Can you recast the lines from the one containing "In this photo, each instance of the trophy cup" through the last line, both included, as a numbered list with any blank lines dropped?

··· RECORDS PROVIDED

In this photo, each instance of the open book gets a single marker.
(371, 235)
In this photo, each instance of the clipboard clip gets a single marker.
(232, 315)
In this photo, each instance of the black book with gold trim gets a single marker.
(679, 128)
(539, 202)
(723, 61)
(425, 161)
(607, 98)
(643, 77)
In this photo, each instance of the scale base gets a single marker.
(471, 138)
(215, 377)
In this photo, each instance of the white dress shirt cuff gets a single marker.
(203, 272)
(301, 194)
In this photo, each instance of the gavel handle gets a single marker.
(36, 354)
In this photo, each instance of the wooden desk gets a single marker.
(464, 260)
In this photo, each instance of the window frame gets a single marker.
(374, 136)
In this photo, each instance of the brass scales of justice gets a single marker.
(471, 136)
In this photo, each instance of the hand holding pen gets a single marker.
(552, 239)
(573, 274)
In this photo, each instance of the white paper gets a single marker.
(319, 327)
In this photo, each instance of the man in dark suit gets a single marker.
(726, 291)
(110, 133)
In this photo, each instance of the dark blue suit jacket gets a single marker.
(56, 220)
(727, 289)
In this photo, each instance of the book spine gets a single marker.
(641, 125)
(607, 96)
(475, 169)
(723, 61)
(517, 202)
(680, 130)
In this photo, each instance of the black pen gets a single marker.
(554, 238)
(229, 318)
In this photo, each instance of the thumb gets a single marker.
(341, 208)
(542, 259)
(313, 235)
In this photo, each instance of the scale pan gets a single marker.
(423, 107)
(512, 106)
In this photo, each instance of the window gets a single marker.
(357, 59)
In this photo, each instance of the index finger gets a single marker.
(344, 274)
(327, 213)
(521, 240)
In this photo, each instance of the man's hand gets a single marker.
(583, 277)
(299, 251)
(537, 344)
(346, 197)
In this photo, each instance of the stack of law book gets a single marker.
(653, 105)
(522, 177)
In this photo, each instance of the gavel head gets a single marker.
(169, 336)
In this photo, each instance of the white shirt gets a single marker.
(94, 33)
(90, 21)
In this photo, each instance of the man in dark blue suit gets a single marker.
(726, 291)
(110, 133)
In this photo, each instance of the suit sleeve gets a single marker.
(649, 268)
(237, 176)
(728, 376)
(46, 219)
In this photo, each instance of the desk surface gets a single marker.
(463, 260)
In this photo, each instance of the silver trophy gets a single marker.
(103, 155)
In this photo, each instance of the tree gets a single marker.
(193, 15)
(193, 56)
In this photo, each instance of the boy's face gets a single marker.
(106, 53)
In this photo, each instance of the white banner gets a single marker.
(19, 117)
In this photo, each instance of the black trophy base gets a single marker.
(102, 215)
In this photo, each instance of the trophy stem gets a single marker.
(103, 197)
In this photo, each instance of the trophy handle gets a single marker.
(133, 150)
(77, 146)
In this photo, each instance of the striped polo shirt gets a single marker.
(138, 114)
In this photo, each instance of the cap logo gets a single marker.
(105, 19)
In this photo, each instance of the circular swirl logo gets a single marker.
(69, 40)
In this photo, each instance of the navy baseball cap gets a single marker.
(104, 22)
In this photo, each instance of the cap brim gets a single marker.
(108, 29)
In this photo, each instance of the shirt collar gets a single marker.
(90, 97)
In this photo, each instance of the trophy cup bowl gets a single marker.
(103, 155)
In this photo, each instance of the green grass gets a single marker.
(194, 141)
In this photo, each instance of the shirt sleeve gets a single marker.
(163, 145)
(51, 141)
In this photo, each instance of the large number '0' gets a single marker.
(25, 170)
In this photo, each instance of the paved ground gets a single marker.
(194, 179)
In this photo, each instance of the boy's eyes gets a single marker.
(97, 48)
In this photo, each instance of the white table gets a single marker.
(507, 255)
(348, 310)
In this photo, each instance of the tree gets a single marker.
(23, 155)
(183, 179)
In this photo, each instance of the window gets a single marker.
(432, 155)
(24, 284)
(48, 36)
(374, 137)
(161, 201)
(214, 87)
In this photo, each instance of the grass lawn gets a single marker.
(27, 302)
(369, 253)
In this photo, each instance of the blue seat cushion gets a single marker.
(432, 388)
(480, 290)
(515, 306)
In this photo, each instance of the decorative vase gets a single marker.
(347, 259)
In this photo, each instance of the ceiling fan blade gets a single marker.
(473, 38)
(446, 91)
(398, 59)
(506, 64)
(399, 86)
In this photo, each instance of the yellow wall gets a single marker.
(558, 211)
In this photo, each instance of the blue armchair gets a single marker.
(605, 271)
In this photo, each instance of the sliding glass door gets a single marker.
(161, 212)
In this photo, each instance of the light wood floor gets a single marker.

······

▶ THE OUTPUT:
1. In this photo, each instance of the trophy cup bowl gets a single marker.
2. (103, 155)
3. In this photo, each instance of the green grass gets a single marker.
4. (194, 141)
5. In this photo, each instance of the shirt sleeve gets a single marker.
6. (163, 145)
7. (51, 141)
8. In this photo, each instance of the large number '0' gets a single marker.
9. (25, 170)
10. In this photo, each instance of the paved ground gets a single marker.
11. (194, 179)
12. In this photo, each instance of the boy's eyes gets a single marker.
13. (97, 48)
14. In this photo, each instance of the white table gets a single marker.
15. (507, 255)
16. (348, 310)
17. In this photo, each instance of the tree gets a single marker.
18. (23, 155)
19. (183, 179)
20. In this photo, each instance of the window gets a single marker.
21. (432, 155)
22. (24, 284)
23. (48, 36)
24. (374, 137)
25. (161, 201)
26. (214, 87)
27. In this photo, each instance of the grass lawn gets a single marker.
28. (27, 302)
29. (369, 253)
30. In this photo, each instance of the blue seat cushion gets a single marker.
31. (432, 388)
32. (480, 290)
33. (515, 306)
34. In this photo, each instance of the decorative vase gets a single marker.
35. (347, 259)
36. In this photo, each instance of the ceiling fan blade gets a single marker.
37. (473, 38)
38. (446, 91)
39. (398, 59)
40. (506, 64)
41. (399, 86)
42. In this photo, each instance of the yellow wall gets a single marker.
43. (558, 211)
44. In this photo, each instance of the blue armchair gets a single marker.
45. (605, 271)
46. In this photo, each instance of the sliding glass door gets a single marker.
47. (161, 212)
48. In this photo, each instance of the light wood floor gets a single marker.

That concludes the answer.